Return the data below unchanged. Drop any pictures.

Region pointing data:

>>>

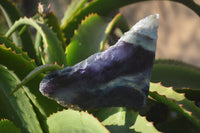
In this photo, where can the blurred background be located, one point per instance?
(178, 35)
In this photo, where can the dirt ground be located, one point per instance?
(178, 34)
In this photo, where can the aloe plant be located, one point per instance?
(24, 63)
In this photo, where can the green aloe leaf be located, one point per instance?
(70, 121)
(9, 44)
(53, 47)
(123, 120)
(23, 67)
(16, 107)
(176, 74)
(73, 8)
(52, 21)
(7, 126)
(104, 8)
(87, 39)
(12, 14)
(176, 101)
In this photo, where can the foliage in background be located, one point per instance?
(169, 109)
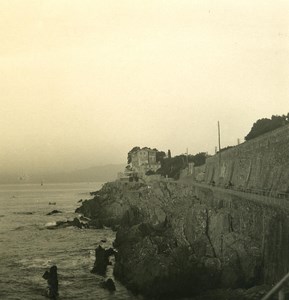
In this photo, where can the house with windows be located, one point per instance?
(144, 160)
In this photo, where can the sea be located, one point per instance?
(29, 247)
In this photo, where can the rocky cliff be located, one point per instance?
(261, 163)
(178, 239)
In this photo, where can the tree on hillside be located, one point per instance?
(264, 125)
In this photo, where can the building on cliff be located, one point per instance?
(143, 161)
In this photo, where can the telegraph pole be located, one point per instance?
(219, 136)
(219, 140)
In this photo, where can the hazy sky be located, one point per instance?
(83, 81)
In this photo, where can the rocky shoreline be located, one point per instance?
(173, 241)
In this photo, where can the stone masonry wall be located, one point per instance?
(261, 163)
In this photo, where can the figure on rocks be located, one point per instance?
(52, 280)
(102, 260)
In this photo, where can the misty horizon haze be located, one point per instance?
(83, 82)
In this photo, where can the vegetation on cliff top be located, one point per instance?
(172, 166)
(264, 125)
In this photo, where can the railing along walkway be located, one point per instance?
(278, 288)
(256, 195)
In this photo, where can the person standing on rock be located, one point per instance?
(52, 280)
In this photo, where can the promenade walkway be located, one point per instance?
(258, 196)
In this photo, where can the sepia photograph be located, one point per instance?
(144, 149)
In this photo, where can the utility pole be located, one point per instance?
(219, 140)
(219, 136)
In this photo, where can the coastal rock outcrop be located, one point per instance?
(102, 260)
(177, 239)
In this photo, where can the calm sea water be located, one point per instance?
(28, 248)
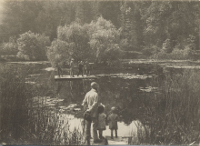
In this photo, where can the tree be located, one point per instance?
(59, 52)
(104, 40)
(32, 46)
(9, 48)
(77, 35)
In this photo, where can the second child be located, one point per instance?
(112, 122)
(101, 121)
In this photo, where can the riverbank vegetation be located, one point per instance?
(24, 117)
(168, 30)
(174, 112)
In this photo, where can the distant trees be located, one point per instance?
(9, 48)
(96, 41)
(149, 27)
(32, 46)
(104, 40)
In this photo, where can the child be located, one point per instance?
(80, 68)
(112, 122)
(101, 121)
(72, 67)
(59, 70)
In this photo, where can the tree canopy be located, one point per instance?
(143, 26)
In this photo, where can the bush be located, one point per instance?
(148, 51)
(25, 119)
(14, 103)
(174, 114)
(104, 39)
(32, 46)
(9, 48)
(77, 35)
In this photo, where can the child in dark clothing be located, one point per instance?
(101, 121)
(80, 68)
(112, 121)
(59, 70)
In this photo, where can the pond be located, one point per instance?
(125, 89)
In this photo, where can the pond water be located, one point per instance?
(125, 89)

<<<

SOLUTION FOR THIS TASK
In this photo, where can the blurred background be located, one point per instance?
(178, 35)
In this photo, where can the dirt ground be located, one point per instance?
(178, 34)
In this photo, where can the aloe plant be located, one point per instance?
(24, 63)
In this photo, where can the green aloe leaf be located, one point per instance?
(70, 121)
(9, 44)
(53, 47)
(123, 120)
(23, 67)
(16, 107)
(176, 74)
(73, 8)
(52, 21)
(7, 126)
(104, 8)
(87, 39)
(12, 14)
(176, 101)
In this photo, where can the foliage in background be located, one point per instance?
(169, 109)
In this photo, where can the house with windows be located, one point per instance?
(144, 160)
In this photo, where can the sea be located, one point per instance?
(29, 247)
In this photo, where can the rocky cliff be located, one point per instance?
(261, 163)
(178, 239)
In this photo, where can the tree on hillside be located, one point per instance?
(264, 125)
In this photo, where can the building on cliff be located, one point per instance?
(143, 161)
In this photo, where can the telegraph pole be located, one point per instance?
(219, 136)
(219, 140)
In this photo, where can the hazy sky be located, one point per instance?
(83, 81)
In this photo, where can the rocky shoreline be located, one point per instance?
(173, 241)
In this photo, where can the stone masonry wall be located, one point per instance?
(261, 163)
In this photo, where can the figure on rocks be located, one point per instance?
(52, 280)
(102, 260)
In this photo, where can the misty horizon haze be located, one point per instance?
(83, 82)
In this photo, where can the vegetation on cliff top be located, one point per instance?
(172, 166)
(264, 125)
In this photo, where can the railing along walkway be located, one point per instance?
(278, 288)
(256, 195)
In this photo, where can the person standing on rock be located, one point per instance?
(52, 280)
In this photo, where can the promenade walkway be located, one point per instance?
(258, 196)
In this photo, where can the sepia photograph be located, one point per instance?
(144, 149)
In this photo, where can the utility pole be located, one point per instance?
(219, 140)
(219, 136)
In this photo, where can the coastal rock outcrop be located, one point per instance?
(102, 260)
(177, 239)
In this photo, where can the calm sea water be located, one point per instance?
(28, 248)
In this photo, where can the tree be located, one point per instance?
(59, 52)
(104, 40)
(32, 46)
(9, 48)
(77, 35)
In this photo, where can the second child be located, one point per instance?
(112, 122)
(101, 121)
In this photo, where can the riverbank vegetation be located, one point per instance?
(24, 117)
(168, 30)
(174, 112)
In this photo, where can the distant trees be located, one point per instance?
(9, 48)
(96, 41)
(149, 27)
(32, 46)
(104, 40)
In this photo, where can the child be located, one point per instance?
(80, 68)
(112, 122)
(101, 121)
(72, 67)
(59, 70)
In this photo, where can the tree canopy be located, one point per instance?
(143, 26)
In this photo, where can the bush be located, one point per instance?
(148, 51)
(25, 119)
(14, 103)
(174, 114)
(104, 39)
(32, 46)
(9, 48)
(77, 35)
In this photo, where can the child in dark clothing be located, one point per instance?
(101, 121)
(80, 68)
(112, 121)
(59, 70)
In this photo, where can the pond be located, one point per instance?
(125, 89)
In this photo, where can the pond water be located, one point per instance?
(125, 89)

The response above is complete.